> Records from a data source
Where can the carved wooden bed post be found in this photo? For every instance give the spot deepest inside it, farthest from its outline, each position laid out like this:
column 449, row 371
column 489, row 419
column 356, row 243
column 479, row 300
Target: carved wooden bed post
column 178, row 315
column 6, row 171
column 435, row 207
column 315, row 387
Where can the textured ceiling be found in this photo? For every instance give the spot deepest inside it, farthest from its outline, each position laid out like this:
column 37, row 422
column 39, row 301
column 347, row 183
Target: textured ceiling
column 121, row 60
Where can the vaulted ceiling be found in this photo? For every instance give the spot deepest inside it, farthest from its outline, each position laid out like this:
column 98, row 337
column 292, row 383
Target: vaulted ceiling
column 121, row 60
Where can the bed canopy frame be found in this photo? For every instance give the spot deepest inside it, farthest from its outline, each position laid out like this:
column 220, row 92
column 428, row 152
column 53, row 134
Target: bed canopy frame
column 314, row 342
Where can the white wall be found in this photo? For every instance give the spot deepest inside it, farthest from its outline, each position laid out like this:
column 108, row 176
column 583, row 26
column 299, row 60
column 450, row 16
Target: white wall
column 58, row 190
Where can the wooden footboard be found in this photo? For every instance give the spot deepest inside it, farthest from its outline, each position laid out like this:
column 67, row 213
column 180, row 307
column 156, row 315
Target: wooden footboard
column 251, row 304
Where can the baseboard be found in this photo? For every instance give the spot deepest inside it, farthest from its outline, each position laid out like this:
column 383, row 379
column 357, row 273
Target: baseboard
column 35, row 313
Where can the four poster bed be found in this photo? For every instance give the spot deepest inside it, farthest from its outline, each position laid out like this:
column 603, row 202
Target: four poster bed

> What the task asks
Show the lines from the data above that contain the string "four".

> Finished exercise
Where can the four poster bed be found in this photo? For every instance give the spot deepest inside it, farthest from its outline, each position laid out like this:
Target: four poster bed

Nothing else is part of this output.